> _WORK ORDER 1_: Could you copy out, word for word, the part of the article on Zheng Xiaoyu's death sentence running from "The former head" up to and including "of his case."?
> _WORK ORDER 2_: What comes next in the article on Zheng Xiaoyu's death sentence? Write a continuation that picks up right after its final sentence.

Bribed China Food and Drug head gets death penalty
The man responsible for overseeing food and drugs for China’s 1.3 billion people was sentenced to death yesterday for corruption. Zheng Xiaoyu was convicted of taking hundreds of thousands of pounds in bribes to approve unsafe medicines that caused the deaths of dozens of patients.The sentence seems appropriate. This is a betrayal of trust on a grand scale that has not only killed dozens of people, but has put all Chinese food and drugs under suspicion that will take years to overcome. It also explains many of the idiotic products distributed by Chinese companies. How ignorant do you have to be to not think tainted products will not impact your future business?
Zheng appeared haggard and shocked when court security officers, standing on either side of him, clapped handcuffs on to his wrists as the judge at the Beijing City No 1 Intermediate People’s Court announced a verdict and sentence, in a hearing shown on national television.
The former head of the state Food and Drug Administration was convicted of taking bribes and other gifts with a value of £425,000. He can appeal but experts said that the courts were unlikely to commute his sentence, given the high profile of his case.
His punishment is severe — even for China, where more people are executed each year than in the rest of the world put together — because of the seriousness of his crime, state media said. The bribes he accepted allowed eight companies to circumvent drug approval standards. In one instance, an antibiotic approved by his agency killed at least ten patients last year before it was taken off the market.

> _EXTRACTED INFORMATION_:
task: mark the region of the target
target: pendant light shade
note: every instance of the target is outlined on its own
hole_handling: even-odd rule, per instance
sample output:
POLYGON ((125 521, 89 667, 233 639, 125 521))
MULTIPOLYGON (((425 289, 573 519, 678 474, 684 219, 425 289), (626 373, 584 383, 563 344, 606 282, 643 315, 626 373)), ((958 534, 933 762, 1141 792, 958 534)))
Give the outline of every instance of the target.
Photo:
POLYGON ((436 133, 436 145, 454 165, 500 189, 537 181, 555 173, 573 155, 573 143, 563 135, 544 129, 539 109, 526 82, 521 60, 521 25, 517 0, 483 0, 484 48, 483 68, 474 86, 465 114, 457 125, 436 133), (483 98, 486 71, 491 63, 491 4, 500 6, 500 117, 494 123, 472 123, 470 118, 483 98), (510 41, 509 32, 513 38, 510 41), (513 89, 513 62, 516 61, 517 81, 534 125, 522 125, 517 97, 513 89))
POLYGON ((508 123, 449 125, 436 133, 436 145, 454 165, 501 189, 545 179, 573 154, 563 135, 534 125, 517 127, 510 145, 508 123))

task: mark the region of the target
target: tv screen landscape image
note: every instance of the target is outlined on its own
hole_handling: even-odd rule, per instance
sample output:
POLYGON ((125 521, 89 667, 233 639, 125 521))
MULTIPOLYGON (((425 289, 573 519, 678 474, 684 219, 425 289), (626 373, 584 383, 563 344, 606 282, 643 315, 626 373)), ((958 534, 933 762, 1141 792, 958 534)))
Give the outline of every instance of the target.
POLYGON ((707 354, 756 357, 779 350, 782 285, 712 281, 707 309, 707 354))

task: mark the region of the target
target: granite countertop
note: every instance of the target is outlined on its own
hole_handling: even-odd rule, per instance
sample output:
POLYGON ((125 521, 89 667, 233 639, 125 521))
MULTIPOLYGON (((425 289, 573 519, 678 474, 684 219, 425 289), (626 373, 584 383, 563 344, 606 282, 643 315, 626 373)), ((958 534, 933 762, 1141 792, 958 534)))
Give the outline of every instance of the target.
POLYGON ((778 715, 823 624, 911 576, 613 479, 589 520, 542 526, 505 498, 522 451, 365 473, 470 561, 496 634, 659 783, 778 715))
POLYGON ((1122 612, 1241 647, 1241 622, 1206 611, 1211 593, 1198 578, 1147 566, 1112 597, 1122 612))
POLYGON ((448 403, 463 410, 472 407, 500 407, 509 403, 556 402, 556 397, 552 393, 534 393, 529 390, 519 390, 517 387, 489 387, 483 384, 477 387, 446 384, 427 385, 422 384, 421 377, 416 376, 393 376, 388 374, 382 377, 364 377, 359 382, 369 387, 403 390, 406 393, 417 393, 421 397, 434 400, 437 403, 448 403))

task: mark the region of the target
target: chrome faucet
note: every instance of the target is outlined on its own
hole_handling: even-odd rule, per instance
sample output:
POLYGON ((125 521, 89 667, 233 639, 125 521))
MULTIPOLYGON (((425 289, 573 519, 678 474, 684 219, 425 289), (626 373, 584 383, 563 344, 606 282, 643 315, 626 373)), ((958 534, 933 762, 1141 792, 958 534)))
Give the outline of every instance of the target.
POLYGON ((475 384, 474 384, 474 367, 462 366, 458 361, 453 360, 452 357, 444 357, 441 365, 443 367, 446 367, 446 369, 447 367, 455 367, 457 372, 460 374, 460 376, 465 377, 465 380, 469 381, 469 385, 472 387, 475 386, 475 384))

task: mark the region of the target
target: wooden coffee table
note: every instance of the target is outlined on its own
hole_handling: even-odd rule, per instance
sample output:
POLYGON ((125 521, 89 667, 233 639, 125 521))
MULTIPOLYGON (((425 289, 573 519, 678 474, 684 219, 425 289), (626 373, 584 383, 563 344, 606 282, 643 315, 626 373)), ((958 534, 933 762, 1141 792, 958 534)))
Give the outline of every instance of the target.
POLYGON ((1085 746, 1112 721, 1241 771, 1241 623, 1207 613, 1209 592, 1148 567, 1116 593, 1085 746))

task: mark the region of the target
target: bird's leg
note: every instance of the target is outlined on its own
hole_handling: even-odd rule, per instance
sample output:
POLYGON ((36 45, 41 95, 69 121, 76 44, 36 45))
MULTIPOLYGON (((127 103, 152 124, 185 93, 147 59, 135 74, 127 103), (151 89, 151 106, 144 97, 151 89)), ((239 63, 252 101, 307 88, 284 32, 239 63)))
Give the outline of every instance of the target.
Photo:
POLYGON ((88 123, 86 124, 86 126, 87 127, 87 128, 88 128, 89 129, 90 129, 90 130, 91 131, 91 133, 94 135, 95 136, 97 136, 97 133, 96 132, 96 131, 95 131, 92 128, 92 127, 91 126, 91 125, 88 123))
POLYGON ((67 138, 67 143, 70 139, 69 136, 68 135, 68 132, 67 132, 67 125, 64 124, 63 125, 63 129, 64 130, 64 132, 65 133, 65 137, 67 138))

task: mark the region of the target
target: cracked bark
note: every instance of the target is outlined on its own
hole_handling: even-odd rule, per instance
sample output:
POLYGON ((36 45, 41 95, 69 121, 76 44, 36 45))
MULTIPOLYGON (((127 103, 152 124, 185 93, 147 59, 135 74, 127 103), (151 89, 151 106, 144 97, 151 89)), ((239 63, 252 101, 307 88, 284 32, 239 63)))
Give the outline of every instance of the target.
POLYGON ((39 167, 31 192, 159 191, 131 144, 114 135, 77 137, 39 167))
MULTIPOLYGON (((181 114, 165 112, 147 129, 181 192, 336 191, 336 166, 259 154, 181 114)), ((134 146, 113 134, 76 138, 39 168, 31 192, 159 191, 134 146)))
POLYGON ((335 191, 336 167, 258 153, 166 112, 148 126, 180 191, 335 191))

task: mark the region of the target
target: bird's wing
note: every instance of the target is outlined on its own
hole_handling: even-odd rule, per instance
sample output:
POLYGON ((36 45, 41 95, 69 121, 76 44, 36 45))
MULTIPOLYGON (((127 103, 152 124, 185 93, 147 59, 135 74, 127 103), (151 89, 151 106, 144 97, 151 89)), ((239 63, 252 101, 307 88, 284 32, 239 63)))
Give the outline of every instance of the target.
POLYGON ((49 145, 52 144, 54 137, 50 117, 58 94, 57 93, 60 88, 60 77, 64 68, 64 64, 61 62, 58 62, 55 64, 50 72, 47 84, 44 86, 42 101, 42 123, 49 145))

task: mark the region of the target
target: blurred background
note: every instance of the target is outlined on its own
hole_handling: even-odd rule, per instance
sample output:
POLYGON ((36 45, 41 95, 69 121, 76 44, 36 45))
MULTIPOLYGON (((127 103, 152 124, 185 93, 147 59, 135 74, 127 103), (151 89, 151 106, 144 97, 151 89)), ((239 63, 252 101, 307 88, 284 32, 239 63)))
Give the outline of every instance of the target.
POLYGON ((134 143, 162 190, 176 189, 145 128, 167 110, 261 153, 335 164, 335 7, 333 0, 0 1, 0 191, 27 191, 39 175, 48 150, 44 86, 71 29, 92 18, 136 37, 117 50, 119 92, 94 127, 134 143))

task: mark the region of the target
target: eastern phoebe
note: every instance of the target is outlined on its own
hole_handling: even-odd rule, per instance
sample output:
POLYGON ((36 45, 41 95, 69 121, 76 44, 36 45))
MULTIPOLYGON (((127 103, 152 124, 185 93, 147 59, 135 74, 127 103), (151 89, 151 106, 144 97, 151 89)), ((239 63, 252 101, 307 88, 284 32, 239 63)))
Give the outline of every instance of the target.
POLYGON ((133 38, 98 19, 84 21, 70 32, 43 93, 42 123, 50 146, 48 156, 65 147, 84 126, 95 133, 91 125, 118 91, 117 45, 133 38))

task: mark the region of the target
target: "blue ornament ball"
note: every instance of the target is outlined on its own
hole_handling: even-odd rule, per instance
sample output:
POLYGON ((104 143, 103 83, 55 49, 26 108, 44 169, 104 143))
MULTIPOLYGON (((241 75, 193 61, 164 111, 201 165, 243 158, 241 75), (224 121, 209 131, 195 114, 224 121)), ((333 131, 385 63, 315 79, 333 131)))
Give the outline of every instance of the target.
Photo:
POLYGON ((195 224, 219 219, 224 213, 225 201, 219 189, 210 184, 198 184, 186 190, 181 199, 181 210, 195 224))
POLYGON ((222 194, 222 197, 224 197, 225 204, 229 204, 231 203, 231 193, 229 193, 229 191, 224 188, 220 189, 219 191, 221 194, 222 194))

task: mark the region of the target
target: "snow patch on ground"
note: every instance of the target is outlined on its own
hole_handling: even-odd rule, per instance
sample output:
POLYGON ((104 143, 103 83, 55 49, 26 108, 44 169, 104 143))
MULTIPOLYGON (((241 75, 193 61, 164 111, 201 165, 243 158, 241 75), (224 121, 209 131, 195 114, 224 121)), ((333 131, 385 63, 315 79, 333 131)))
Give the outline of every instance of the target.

> _TASK RESPONSE 1_:
The former head of the state Food and Drug Administration was convicted of taking bribes and other gifts with a value of £425,000. He can appeal but experts said that the courts were unlikely to commute his sentence, given the high profile of his case.

> _TASK RESPONSE 2_:
Zheng, 62, is likely to be executed by lethal injection within weeks. If he does not appeal, the sentence could be carried out much sooner.
Zheng was sentenced on the same day that China announced its first regulation on the recall of food as part of measures to improve nutritional safety in a country where lax controls have catapulted the issue to the top of the national agenda. The move reflects growing domestic and international alarm over shoddy and unsafe Chinese goods, ranging from pet-food ingredients to toothpaste mixed with industrial chemicals and eggs tainted with dangerous dyes.
Given Zheng’s powerful position, a vast range of China’s quality-control systems have been called into question because of approvals while he was in office. An official with 23 years’ experience in pharmaceuticals, he ran the drug administration from its creation in 1998 until he was dismissed in 2005. His power increased significantly in 2002 when the Government required all drugs to be approved by the agency.
One of the worst cases during his tenure was in 2004, when at least 13 babies died of malnutrition in Anhui province after being fed fake milk powder with no nutritional value.
China’s dismal safety record has attracted international attention in recent weeks. The US halted all toothpaste imports after reports that some products sold in Australia, Panama and the Dominican Republic contained diethylene glycol, a chemical commonly used in antifreeze and brake fluid.
The NY Times story on the tainted products says that more than 100 were killed in Panama alone with the tainted toothpaste.